Entrées enregistrées:
◇ ◇ ◇ ◇ ◇

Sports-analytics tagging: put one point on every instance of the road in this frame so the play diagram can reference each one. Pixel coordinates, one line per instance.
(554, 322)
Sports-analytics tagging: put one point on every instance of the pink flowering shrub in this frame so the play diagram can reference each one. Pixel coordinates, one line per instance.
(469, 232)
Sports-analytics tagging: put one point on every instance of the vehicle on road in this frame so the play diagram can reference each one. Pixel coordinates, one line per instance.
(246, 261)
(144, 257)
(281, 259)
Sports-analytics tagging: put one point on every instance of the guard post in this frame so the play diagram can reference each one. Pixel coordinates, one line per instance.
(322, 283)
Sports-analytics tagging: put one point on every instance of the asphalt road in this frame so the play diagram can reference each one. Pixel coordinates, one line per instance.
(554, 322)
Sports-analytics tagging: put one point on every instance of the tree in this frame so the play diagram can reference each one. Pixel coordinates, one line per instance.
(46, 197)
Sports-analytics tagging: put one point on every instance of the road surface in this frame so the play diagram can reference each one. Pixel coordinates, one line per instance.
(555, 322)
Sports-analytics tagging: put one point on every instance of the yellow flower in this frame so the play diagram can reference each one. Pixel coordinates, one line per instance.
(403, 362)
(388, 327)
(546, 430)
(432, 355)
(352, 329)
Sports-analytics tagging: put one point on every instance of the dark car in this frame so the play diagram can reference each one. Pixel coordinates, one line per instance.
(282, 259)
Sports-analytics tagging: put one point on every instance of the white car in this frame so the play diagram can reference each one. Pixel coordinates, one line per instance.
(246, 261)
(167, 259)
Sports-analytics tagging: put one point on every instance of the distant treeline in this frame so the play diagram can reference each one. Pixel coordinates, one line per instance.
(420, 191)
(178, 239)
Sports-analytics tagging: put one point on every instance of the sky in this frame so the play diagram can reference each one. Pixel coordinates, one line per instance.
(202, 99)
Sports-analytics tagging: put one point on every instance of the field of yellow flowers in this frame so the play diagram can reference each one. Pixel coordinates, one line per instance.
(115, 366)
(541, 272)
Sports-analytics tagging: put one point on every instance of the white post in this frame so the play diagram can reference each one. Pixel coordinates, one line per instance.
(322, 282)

◇ ◇ ◇ ◇ ◇

◆ TÂCHE À RÉALISER ◆
Transforme en CSV à deux colonnes nommées « consigne » et « réponse » les items qui vont de la ligne contenant "sky in this" jusqu'à la fin des items, bornes incluses. Fais une ligne par item, mets chaque champ entre guillemets et remplace les sauts de ligne par des espaces.

◆ TÂCHE RÉALISÉE ◆
consigne,réponse
"Sports-analytics tagging: put one point on every instance of the sky in this frame so the play diagram can reference each one. Pixel coordinates, one line per instance.","(202, 99)"
"Sports-analytics tagging: put one point on every instance of the field of yellow flowers in this frame so the play diagram can reference each one. Pixel coordinates, one line per instance.","(115, 366) (541, 272)"
"Sports-analytics tagging: put one point on every instance of the white post in this frame so the play diagram can reference each one. Pixel coordinates, one line per instance.","(322, 282)"